## Document

The Merlin5 cluster is an old cluster with old hardware which is maintained in a best effort for increasing the CPU power of the Merlin cluster.
## Merlin5 CPU nodes definition
The following table show default and maximum resources that can be used per node:
| Nodes | Def.#CPUs | Max.#CPUs | #Threads | Max.Mem/Node | Max.Swap |
|:----------------:| ---------:| :--------:| :------: | :----------: | :-------:|
| merlin-c-[18-30] | 1 core | 16 cores | 1 | 60000 | 10000 |
| merlin-c-[31-32] | 1 core | 16 cores | 1 | 124000 | 10000 |
| merlin-c-[33-45] | 1 core | 16 cores | 1 | 60000 | 10000 |
| merlin-c-[46-47] | 1 core | 16 cores | 1 | 124000 | 10000 |
There is one *main difference between the Merlin5 and Merlin6 clusters*: Merlin5 is keeping an old configuration which does not
consider the memory as a *consumable resource*. Hence, users can *oversubscribe* memory. This might trigger some side-effects, but
this legacy configuration has been kept to ensure that old jobs can keep running in the same way they did a few years ago.

## Given instruction
Copy the Merlin5 cluster text from "## Merlin5 CPU" up to and including "few years ago.", swapping "legacy" for "obsolete".

## Available data
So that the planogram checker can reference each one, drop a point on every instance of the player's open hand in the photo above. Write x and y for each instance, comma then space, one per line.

## Response for this exercise
## Merlin5 CPU nodes definition
The following table show default and maximum resources that can be used per node:
| Nodes | Def.#CPUs | Max.#CPUs | #Threads | Max.Mem/Node | Max.Swap |
|:----------------:| ---------:| :--------:| :------: | :----------: | :-------:|
| merlin-c-[18-30] | 1 core | 16 cores | 1 | 60000 | 10000 |
| merlin-c-[31-32] | 1 core | 16 cores | 1 | 124000 | 10000 |
| merlin-c-[33-45] | 1 core | 16 cores | 1 | 60000 | 10000 |
| merlin-c-[46-47] | 1 core | 16 cores | 1 | 124000 | 10000 |
There is one *main difference between the Merlin5 and Merlin6 clusters*: Merlin5 is keeping an old configuration which does not
consider the memory as a *consumable resource*. Hence, users can *oversubscribe* memory. This might trigger some side-effects, but
this obsolete configuration has been kept to ensure that old jobs can keep running in the same way they did a few years ago.